====== Records for processing

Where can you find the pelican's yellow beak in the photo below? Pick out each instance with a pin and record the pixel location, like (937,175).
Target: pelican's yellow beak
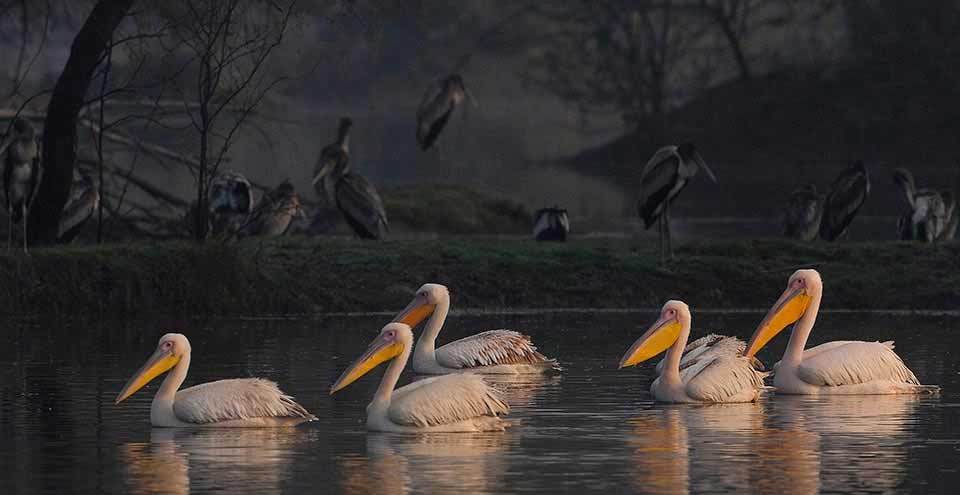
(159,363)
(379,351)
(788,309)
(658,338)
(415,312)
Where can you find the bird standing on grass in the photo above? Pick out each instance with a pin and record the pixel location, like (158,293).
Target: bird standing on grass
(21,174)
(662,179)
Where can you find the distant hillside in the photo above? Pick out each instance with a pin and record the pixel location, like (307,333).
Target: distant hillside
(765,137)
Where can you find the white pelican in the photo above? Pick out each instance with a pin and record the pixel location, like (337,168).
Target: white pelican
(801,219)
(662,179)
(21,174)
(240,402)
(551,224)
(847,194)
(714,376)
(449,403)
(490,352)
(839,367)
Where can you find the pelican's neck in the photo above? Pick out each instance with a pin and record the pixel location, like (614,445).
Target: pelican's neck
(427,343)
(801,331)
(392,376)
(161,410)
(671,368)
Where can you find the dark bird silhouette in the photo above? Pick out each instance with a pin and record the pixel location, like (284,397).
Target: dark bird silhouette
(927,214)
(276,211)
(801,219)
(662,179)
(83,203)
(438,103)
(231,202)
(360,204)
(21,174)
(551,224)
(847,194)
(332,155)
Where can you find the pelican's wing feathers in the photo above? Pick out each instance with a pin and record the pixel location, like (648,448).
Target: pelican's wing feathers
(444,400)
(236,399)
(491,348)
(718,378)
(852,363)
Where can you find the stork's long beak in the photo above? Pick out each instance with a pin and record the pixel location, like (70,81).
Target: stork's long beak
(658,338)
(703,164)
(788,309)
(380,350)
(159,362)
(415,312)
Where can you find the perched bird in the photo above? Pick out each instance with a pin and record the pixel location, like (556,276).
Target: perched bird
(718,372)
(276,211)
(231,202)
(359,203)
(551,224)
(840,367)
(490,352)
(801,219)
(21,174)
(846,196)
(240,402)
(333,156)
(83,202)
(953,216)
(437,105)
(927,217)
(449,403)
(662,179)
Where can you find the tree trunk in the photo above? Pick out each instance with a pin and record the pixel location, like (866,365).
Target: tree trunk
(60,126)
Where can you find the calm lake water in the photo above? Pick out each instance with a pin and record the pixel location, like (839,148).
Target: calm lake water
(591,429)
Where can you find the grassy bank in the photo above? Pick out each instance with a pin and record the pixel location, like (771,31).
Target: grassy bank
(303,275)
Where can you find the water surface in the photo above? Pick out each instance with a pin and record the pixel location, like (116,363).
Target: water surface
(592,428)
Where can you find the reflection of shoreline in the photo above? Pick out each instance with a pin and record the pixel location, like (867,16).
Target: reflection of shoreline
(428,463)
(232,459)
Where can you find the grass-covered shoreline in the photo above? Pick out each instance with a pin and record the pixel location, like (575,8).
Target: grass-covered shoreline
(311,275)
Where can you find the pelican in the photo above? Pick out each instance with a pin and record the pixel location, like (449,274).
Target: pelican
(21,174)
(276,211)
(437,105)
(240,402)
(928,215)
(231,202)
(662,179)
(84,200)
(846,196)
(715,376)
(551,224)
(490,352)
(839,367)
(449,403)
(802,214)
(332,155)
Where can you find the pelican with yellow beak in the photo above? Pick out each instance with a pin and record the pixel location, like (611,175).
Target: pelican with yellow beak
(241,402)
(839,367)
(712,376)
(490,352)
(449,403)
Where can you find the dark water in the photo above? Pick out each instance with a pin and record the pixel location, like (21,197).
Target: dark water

============

● Task prompt: The copy should hold every entry above word for word and none of the pictures.

● Output of the task:
Where can you find the pelican's yellow beak in the photo below? Pick out each instance with a pin and record the pixel location, like (937,175).
Target: pelican's yellow beak
(159,363)
(379,351)
(788,309)
(658,338)
(415,312)
Where can you find the bird standing on grass in the photo above? Pick out each instance with a pin and record the pixel location, like (158,293).
Target: bird standing on grass
(21,174)
(662,179)
Where can you find the distant hillside in the photo above? Pick out each instance with a pin and record the pixel location, like (307,333).
Target: distant hillside
(765,137)
Where can you find the white pelican in the photo above? Pick out each instance with a pin and record the pixel location, like (337,168).
Target: white pelican
(801,219)
(662,179)
(21,174)
(240,402)
(551,224)
(847,194)
(714,376)
(449,403)
(490,352)
(839,367)
Where can you find the pelican's neck in the photo above? Pick out each instance with a pin and record the pixel location, like (614,445).
Target: pelican's neck
(427,343)
(801,331)
(392,376)
(161,410)
(671,368)
Where can you find the dark bird silhouette in the photo above? Pick out each instance with a pin and record the pixel location, like (284,397).
Target: dark bird silhouette
(927,214)
(276,211)
(801,219)
(662,179)
(83,203)
(438,103)
(231,202)
(360,204)
(21,174)
(551,224)
(847,194)
(332,155)
Where can you find the pelican's wing feathers in the photo above? Pick out each instance with a pin and record the pixel location, like (648,448).
Target: pelican's wing feathers
(444,400)
(236,399)
(491,348)
(718,378)
(852,363)
Where can you find the stork's long beak in the photo above? Pick out each instance with a pin and record the pixel location, like (70,81).
Target: stork's long beak
(658,338)
(703,164)
(788,309)
(380,350)
(159,362)
(415,312)
Where can you find the perched bird in the photo above? Pick out each instance with a pin and record the pixel location, like (556,276).
Target: perched bird
(718,372)
(276,211)
(231,202)
(359,203)
(551,224)
(840,367)
(490,352)
(801,219)
(21,174)
(846,196)
(240,402)
(333,156)
(83,202)
(953,216)
(437,105)
(927,217)
(449,403)
(662,179)
Where can you find the tree trunk in the photo above? Pick out each instance with a pin and record the pixel location, like (866,365).
Target: tree trunk
(60,126)
Where can you find the calm lake water in the photo above? Pick out each instance with a pin and record the pixel location, like (839,148).
Target: calm lake water
(591,429)
Where can you find the grassy bank in the photo above? Pick out each instance with a pin and record the pixel location, like (771,31).
Target: grassy bank
(303,275)
Where can you find the water surface in the photo above? Pick out each instance with a pin and record the pixel location, like (116,363).
Target: water surface
(592,428)
Where can you find the reflection of shoreline in the photo above? Pick out each instance with a pin and record the pixel location, like (867,16).
Target: reflection of shoreline
(428,463)
(232,459)
Where can you find the grass-covered shoreline in the photo above? Pick out each instance with a pin and record the pixel location, like (575,8).
Target: grass-covered shoreline
(311,275)
Where can you find the pelican in the photo above? Pick out each instance with a pin and record the pixel location, like (449,274).
Target: pelican
(21,174)
(276,211)
(437,105)
(240,402)
(928,215)
(231,202)
(662,179)
(84,200)
(846,196)
(715,376)
(551,224)
(490,352)
(839,367)
(449,403)
(802,214)
(332,155)
Where can you find the pelican with yellow beak in the photo above? Pick out each instance with a pin and record the pixel location, like (611,175).
Target: pelican with yellow beak
(241,402)
(839,367)
(712,376)
(490,352)
(449,403)
Where can you find the dark water in the photo above? Pick out each instance with a pin and record the pixel location, like (21,197).
Target: dark water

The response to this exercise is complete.